### Yapılacak iş:
Aşağıdaki deniz kenarını anlatan kitap tanıtımı metnini, son cümlesinden sonrasını yazarak sürdür.

### Okunacak metin:
▬▬▬▬▬▬
Kitap Tanıtımı |
Yalnızca dalga sesleri ile kuş cıvıltıların duyulduğu bir deniz kenarındasın. Ayağın kuma basıyor, üstünde seni sıkmayan birer şort ve gömlek. Güneşin deniz ile birlikte muhteşem görüntüye sahip olduğu ikindi saatleri. Hava ılık, gökyüzü ne sarı ne turuncu ne lacivert ne mavi... Onun gülüşü gibi taçlandırıyor yıldızlar gökyüzünü. Sağında uçsuz bucaksız deniz, solunda alabildiğince farklı tonlarıyla yemyeşil orman. Önünde ise sana doğru koşan bir papatya...
Ah papatya... Şiir gibi gelecek sana, en başta gözleri. O kadar gözlerini alamayacaksın ki gözlerinden, konuşmaya başlayacaksın onunla:
"Denize nazır o güzel ormanları gözlerine dizmişler"
Utanacak, gülümseyeceksin. Utanacaksın, gülümseyecek. Yüzler de biraz kızaracak. Bilirsin ben kızarmış severim, yanaklarını. Dudaklarınla az bir ton farkı olmalı ama, deniz ile gökyüzü gibi.
▬▬▬▬▬▬
### Verilen bilgiler:
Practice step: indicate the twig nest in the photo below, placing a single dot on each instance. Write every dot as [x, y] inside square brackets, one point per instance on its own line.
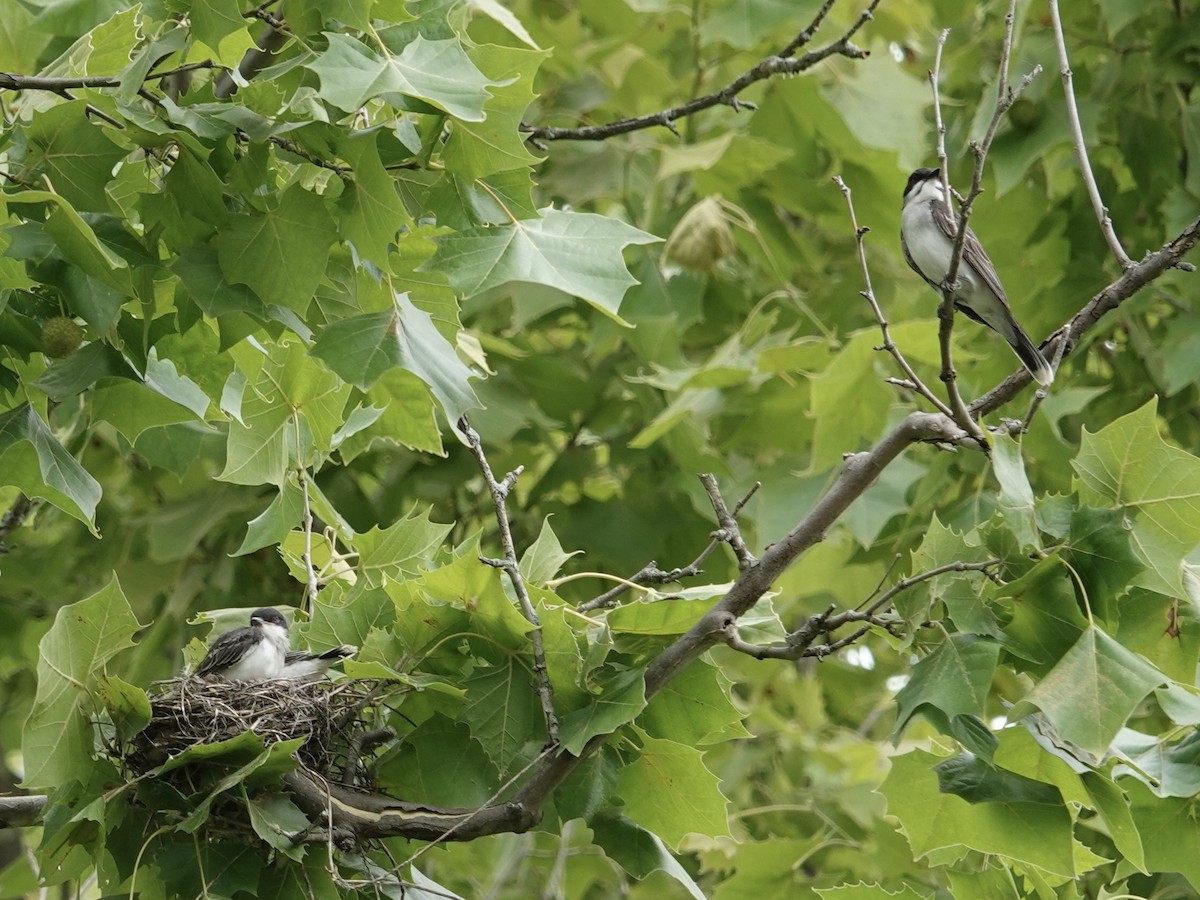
▬▬▬▬▬▬
### Yanıt aşağıda:
Deniz; yanakların, denize nazır o güzel ormanlar ise gözlerin. Ki keza denize nazır toprak bilirim saçlarını. Dalgalıyken, sahilde bir kumsal; düzken bir papatya bahçesi. Seni severken ise şiir gibidir saçların. Her teli farklı bir dize. Ediplerden, Özdemirlerden, Sabahattin Alilerden ve nicesinden alınmış birkaç dize...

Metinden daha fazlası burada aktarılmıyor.